Stay cool, says Mayo’s road safety officer on tractor traffic

Noel Gibbons, road safety officer

Noel Gibbons, road safety officer

Mayo’s road safety officer has appealed to drivers to stay cool at the wheel if they find themselves trailing behind a slow moving tractor on a winding rural road.

Noel Gibbons, Mayo County Council, said motorists need to “give farmers a break” and not succumb to road rage as the level of agricultural machinery on the roads increases at this time of the year.

He said cars taking unnecessary risks to overtake on rural roads are a danger to themselves and other road traffic.

“Car drivers who are used to keeping up a steady 50 or 60 mph on country roads at other times of the year find their heart rates soaring and steam coming out of their ears as they stare at the rear end of a tractor,” said Mr Gibbons.

“But motorists should recognise that farm machinery has a legal right to use public roads, as does any other motor vehicle,” he added.

Mr Gibbons said drivers should exercise caution when approaching tractors and farm implements to ensure their safety and the safety of others.

“A car travelling 55mph can close a 300-foot gap (the length of a football field ) and overtake a tractor moving at 15mph in about four seconds,” he said.

“If you do not begin to slow as soon as you see a farm vehicle, you might not have time to avoid a collision.”

Mr Gibbons said many farmers will often try to get out of the way when they can, but they need drivers to be patients and wait for equipment to find a place to pull over.

He added that even slowing down to 20mph for two miles would only delay a motorist some six minutes in their overall journey time, which is the equivalent to waiting for two traffic lights.

“Country roads are unpredictable and, therefore, present far more challenges to drivers,” he warned.

“Country crashes often result in greater numbers of fatalities and injuries because vehicles are usually travelling at higher speeds.

“Seventy per cent of fatal road collisions between 1996 to 2010 occurred on rural roads.”

Mr Gibbons also asked farmers to be mindful of busy morning and afternoon commuters.

“While it often is impossible to avoid operating on the roads during these times, it may be possible to limit road transportation and, if there is a build-up of traffic behind farm vehicles, pull in and let traffic pass where it is safe to do so.”

◆ **Source information**:
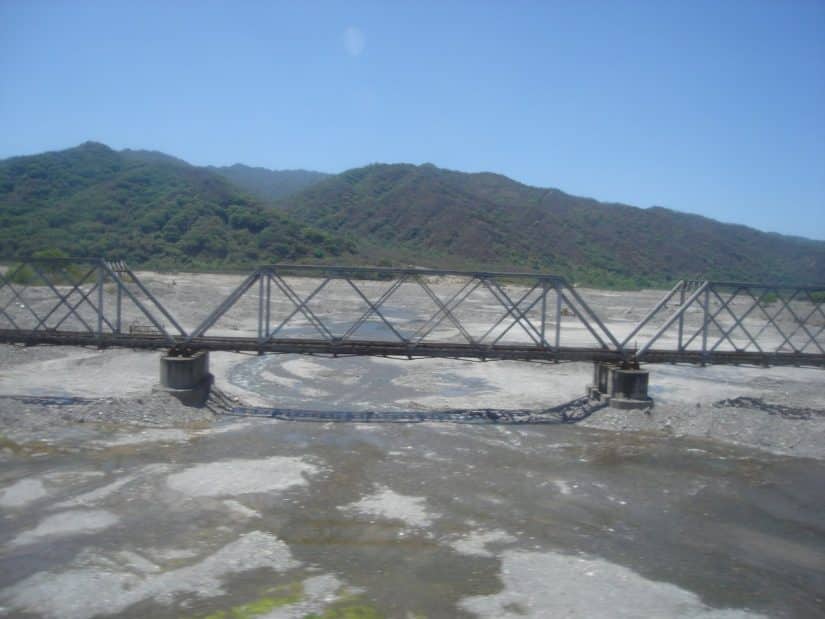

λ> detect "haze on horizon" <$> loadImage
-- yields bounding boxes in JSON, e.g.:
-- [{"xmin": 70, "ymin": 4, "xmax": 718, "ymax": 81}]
[{"xmin": 0, "ymin": 0, "xmax": 825, "ymax": 239}]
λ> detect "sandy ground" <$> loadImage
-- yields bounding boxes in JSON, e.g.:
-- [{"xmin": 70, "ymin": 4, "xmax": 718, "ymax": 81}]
[{"xmin": 0, "ymin": 274, "xmax": 825, "ymax": 619}]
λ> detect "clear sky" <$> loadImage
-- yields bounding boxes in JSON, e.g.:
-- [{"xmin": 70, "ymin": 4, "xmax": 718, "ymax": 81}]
[{"xmin": 0, "ymin": 0, "xmax": 825, "ymax": 239}]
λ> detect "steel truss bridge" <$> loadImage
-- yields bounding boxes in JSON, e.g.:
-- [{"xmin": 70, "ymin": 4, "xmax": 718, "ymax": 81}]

◆ **Problem description**: In the article on tractor traffic, what share of fatal road collisions between 1996 and 2010 took place on rural roads?

◆ **The answer**: Seventy percent.